**Brano selezionato**
Relazioni di attaccamento

E’ ormai risaputo che le esperienze precoci infantili e la relazione con le nostre figure genitoriali hanno un’ importanza fondamentale nella costruzione della nostra identità, del nostro sé, sul modo con il quale reagiamo ed agiamo con gli altri e sull’idea che abbiamo di noi stessi e degli altri. Vediamo come:

Fin dalla nascita all’interno dell’individuo è presente un sistema motivazionale innato chiamato “sistema dell’attaccamento”, il quale ha lo scopo di mantenere la vicinanza alla persona che si prende cura di noi soprattutto quando la persona è spaventata, affaticata o malata e si attenua quando si ricevono conforto e cure. Senza di questo non ci sarebbe vita: immaginate il neonato. Potrebbe sopravvivere senza l’adulto che rivolge a lui cura e protezione?

Nella specie umana la tendenza a formare legami affettivi molto stretti con i figli ed a prendersene cura finchè essi non diventano autonomi è il frutto della selezione naturale. Questa ha operato affinchè si mantenesse la tendenza degli individui a mettere in atto comportamenti che contribuissero sia alla sopravvivenza della specie ma anche alla riproduzione e al successo riproduttivo. Noi siamo programmati in maniera tale da avere come fine ultimo della nostra esistenza lasciare in quanti più individui possibile le nostre caratteristiche, il colore dei capelli, la forma degli occhi, l’ovale del viso. Pensate ad esempio a come mamma e papà si sforzino di cercare le proprie somiglianze nel nascituro. Quanti di voi padri, guardando il proprio figlio, esclama orgoglioso “è tutto suo padre … assomiglia tutto a me!”. Per non parlare della corsa dei parenti, quando nasce un bambino, alla ricerca di somiglianze con nonni, cugini, zii della loro generazione (Attili, 2004).

Quindi senza una figura di accudimento l’essere umano avrebbe vita breve. L’attaccamento, come sosteneva il fondatore della Teoria dell’Attaccamento Johne Bowlby, è parte integrante del comportamento umano dalla “culla alla tomba”, ed opera affinchè la figura di attaccamento sia prontamente attenta alle cure ed ai bisogni del piccolo, non solo di “fame” “sete” o “sonno”, ma anche d’amore: Le coccole, i giochi, le intimità del poppare attraverso le quali il bambino impara la piacevolezza del corpo di sua madre, i rituali dell’essere lavati e vestiti con i quali il bambino impara il valore di se stesso, attraverso l’orgoglio e la tenerezza della madre verso le sue piccole membra, queste sono le cose che mancano” (Bowlby).

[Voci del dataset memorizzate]
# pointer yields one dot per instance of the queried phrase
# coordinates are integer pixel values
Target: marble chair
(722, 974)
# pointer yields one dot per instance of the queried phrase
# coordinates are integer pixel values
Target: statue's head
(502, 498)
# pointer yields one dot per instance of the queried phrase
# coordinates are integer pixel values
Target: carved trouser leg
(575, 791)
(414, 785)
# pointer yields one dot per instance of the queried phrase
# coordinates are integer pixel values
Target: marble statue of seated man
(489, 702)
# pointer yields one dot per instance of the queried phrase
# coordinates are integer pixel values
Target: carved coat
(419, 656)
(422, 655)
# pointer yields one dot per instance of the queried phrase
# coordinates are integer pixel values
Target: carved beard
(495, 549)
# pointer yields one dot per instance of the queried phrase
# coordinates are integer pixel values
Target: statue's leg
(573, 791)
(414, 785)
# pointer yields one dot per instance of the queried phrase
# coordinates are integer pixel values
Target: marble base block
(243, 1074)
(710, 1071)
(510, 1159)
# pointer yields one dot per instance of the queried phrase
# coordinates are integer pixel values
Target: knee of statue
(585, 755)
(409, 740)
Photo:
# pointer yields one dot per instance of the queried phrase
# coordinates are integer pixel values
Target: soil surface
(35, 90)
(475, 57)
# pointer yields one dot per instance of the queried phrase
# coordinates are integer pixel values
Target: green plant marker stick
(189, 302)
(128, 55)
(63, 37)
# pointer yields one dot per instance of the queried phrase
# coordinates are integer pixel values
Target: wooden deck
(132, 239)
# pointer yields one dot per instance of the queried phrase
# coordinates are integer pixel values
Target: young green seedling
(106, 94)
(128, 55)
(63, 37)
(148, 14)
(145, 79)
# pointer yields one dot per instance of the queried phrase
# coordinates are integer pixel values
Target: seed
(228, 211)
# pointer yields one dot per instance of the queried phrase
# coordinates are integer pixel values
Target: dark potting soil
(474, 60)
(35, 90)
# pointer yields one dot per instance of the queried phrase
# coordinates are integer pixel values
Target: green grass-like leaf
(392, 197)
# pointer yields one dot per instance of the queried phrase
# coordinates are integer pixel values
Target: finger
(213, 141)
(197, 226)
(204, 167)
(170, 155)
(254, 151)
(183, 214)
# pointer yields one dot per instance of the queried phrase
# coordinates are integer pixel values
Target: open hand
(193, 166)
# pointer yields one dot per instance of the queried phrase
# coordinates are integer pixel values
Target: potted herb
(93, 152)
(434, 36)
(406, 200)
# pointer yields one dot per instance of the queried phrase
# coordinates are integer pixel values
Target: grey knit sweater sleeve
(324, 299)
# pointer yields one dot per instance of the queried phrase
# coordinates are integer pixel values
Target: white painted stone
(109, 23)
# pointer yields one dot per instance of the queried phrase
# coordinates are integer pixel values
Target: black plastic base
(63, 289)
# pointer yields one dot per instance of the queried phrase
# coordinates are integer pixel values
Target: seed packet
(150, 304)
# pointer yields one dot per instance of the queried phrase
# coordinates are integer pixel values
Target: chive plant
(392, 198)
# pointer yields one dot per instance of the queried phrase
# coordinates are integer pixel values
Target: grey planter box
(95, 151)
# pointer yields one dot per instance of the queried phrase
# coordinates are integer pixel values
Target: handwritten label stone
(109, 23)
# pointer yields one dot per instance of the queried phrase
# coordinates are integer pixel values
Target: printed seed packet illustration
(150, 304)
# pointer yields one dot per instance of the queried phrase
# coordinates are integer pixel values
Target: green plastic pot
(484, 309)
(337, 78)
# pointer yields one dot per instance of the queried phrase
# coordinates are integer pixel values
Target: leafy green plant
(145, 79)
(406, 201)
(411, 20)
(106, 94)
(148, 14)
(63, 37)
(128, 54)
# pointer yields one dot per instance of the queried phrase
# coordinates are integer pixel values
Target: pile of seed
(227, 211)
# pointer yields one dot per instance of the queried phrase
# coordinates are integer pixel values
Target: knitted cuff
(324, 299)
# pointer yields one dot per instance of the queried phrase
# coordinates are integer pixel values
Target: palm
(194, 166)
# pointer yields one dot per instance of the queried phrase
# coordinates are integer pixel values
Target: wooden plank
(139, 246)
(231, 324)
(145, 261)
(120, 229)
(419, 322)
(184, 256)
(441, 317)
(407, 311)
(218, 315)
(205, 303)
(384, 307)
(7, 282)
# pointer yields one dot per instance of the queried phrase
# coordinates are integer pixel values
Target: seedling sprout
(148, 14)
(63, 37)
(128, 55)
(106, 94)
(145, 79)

**Consegna scritta**
Prosegua il brano sulle relazioni di attaccamento, riprendendo subito dopo la citazione di Bowlby con cui termina. I record non hanno alcuna rilevanza ai fini di questo lavoro.

**Esercizio svolto**
Bowlby insieme a Mary Ainsworth, anch’ella psicanalista e sua collaboratrice, dimostrarono come lo sviluppo armonioso della personalità di un individuo dipenda principalmente da un adeguato attaccamento alla figura materna o un suo sostituto.

L’attaccamento ad una figura accudente non si sviluppa in base alla qualità del legale in quanto il bambino “sceglie” come figura di attaccamento quella che offre cure continuative e costanti qualunque sia la qualità di tali cure. La qualità dell’accudimento e dell’interazione avranno invece un ruolo fondamentale nel determinare lo sviluppo della personalità dell’adulto.

Vediamo insieme come Mary Ainsworth classificò i diversi tipi di attaccamento tra madre e bambino attraverso quella che venne definita come “Strage Situation” e cioè una situazione sperimentale dove il bambino (di circa 1 anno di età quando cioè il legame di attaccamento si è ben strutturato) veniva sottoposto a situazioni potenzialmente generatrici di “stress relazionale” di separazione momentanea dalla madre con e senza la presenza di un estraneo.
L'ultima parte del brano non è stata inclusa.